■ Work required: Everything from the line with "the pink iridescent" to the end of the entries should be copied exactly, and nothing else.

■ Source information:
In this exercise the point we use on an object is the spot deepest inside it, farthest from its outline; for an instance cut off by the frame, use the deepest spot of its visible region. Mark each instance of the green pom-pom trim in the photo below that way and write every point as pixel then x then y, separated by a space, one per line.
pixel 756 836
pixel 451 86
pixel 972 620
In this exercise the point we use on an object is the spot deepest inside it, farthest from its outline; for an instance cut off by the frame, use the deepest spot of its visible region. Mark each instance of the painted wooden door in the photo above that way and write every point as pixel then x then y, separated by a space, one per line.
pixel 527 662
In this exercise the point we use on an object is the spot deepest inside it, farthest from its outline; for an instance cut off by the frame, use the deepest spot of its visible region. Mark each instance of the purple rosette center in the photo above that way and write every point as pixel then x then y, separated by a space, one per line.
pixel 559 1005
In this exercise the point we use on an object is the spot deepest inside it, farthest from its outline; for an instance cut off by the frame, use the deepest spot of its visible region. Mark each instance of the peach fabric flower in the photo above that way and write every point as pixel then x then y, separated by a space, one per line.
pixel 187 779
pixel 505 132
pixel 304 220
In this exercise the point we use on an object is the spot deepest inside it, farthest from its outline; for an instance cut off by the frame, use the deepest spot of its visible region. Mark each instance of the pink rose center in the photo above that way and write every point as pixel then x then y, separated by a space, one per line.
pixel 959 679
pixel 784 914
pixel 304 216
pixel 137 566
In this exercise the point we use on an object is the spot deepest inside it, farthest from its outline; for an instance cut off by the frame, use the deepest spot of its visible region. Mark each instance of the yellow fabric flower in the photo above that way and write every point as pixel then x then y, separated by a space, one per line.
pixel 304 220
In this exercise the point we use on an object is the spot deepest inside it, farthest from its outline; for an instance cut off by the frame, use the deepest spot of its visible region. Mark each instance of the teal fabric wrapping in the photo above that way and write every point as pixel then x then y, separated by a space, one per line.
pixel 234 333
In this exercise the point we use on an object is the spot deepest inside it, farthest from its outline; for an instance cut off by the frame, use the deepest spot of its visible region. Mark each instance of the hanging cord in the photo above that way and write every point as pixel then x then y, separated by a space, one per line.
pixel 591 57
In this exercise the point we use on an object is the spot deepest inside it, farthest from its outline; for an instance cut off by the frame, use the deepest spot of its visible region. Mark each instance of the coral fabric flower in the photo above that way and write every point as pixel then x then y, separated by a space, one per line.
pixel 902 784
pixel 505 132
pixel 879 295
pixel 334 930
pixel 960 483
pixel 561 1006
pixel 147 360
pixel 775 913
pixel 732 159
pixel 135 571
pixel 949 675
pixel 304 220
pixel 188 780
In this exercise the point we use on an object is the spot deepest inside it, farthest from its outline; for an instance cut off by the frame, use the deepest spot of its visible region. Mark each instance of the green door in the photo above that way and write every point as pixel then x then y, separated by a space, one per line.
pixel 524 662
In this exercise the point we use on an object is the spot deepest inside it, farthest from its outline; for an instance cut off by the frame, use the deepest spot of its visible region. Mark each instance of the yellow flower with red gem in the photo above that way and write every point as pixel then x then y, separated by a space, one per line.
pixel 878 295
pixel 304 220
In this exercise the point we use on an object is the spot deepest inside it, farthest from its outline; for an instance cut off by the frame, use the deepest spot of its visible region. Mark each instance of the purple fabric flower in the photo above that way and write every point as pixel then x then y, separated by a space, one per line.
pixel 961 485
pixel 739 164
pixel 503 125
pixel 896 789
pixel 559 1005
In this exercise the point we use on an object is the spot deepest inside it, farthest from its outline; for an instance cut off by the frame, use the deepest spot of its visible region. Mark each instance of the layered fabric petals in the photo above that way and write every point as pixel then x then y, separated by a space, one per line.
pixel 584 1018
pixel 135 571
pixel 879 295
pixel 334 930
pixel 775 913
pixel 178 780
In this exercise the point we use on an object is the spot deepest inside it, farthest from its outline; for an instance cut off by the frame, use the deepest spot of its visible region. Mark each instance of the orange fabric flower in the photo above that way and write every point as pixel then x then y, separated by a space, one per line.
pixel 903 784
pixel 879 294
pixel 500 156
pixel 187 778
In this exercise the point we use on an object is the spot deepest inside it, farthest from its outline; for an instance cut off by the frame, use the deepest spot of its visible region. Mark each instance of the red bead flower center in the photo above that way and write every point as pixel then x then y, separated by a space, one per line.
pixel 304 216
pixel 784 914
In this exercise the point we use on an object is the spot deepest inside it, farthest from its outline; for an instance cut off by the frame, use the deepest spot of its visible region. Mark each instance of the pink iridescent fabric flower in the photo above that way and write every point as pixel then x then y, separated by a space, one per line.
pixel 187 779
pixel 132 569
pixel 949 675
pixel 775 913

■ Result for this exercise:
In this exercise the point we use on an object is the spot deepest inside it, farthest from its outline; for an instance cut off by the frame, use the deepest spot of its visible region. Mark each instance of the pink iridescent fabric flower in the photo above that way and write every point as pixel then x then y, separated by a space, one per line.
pixel 187 779
pixel 132 569
pixel 949 675
pixel 775 913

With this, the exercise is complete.